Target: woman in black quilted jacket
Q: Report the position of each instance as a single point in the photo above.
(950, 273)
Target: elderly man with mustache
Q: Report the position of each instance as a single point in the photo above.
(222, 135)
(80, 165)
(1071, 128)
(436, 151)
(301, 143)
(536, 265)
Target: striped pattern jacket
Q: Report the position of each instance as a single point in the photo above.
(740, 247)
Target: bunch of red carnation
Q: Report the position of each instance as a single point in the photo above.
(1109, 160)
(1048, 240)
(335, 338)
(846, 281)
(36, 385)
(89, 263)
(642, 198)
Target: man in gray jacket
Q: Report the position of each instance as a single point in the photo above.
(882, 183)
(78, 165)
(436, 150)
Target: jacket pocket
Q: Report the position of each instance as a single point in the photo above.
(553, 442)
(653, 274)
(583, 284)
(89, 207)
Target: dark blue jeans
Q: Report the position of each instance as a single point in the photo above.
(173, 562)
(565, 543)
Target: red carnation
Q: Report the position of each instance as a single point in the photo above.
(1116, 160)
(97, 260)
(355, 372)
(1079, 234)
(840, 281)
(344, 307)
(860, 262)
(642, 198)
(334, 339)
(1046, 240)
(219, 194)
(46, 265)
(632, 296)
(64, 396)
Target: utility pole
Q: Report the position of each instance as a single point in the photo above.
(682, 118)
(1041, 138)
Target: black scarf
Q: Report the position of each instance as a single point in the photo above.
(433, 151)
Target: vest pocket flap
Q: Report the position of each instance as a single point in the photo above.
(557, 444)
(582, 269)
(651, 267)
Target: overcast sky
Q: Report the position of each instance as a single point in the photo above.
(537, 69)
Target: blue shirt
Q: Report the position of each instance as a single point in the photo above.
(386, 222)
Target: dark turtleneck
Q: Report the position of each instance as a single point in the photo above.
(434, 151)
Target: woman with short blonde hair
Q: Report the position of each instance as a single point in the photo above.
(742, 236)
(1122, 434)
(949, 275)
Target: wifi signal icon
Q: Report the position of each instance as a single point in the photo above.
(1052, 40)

——

Repeat the data above, word for word.

Target: woman in black quilted jacket
Q: Report the position of each instance as a single point in the photo above.
(950, 273)
Target: elderly man with mustache
Q: Report the position of each instance as a single point in the photo above.
(222, 135)
(80, 165)
(1071, 128)
(436, 151)
(301, 143)
(536, 265)
Target: striped pattern jacket
Q: Report the position of each instance as a single point in the photo above.
(740, 247)
Target: bunch of red carnation
Q: Report the position of each instance as a single point in the photo above.
(1109, 160)
(1048, 240)
(335, 338)
(846, 281)
(36, 385)
(89, 263)
(642, 198)
Target: man in gray jacket
Q: Report the position of each instance as a single point in the photo above.
(882, 183)
(78, 165)
(436, 150)
Target: jacket pocket
Q: Report the position of each instance as a single point in the photo above.
(553, 442)
(653, 274)
(583, 284)
(89, 207)
Target: dark blue jeans
Q: Report the position of each instance as a single point in the photo above.
(173, 562)
(565, 543)
Target: red carnation
Q: Report the position of each instance as a single point in the photo above.
(1116, 160)
(97, 260)
(355, 372)
(1079, 234)
(840, 281)
(344, 307)
(860, 262)
(642, 198)
(334, 339)
(1046, 240)
(219, 194)
(46, 265)
(632, 296)
(64, 396)
Target: utility pole
Q: Report the position of each instance as a single point in the photo above.
(682, 118)
(1041, 138)
Target: black scarf
Q: Report the position of each instance as a single point in the photo above.
(433, 151)
Target: vest pocket flap
Q: Report the position of each instance as a single point in the photo above.
(557, 444)
(582, 269)
(651, 267)
Target: overcast sky
Q: Report the position of each instance as a single point in the photo above.
(537, 69)
Target: blue shirt
Q: Report the position of each instance as a single point in the photo above.
(386, 222)
Target: dark turtleneck
Q: Report the position of each instance as a single point in the photo above.
(434, 151)
Target: woman with short blonde hair
Q: Report the position of each instance as a single point in the photo above.
(742, 236)
(1122, 434)
(949, 275)
Target: wifi signal icon
Q: Report the position of each instance as a single point in the photo above.
(1052, 40)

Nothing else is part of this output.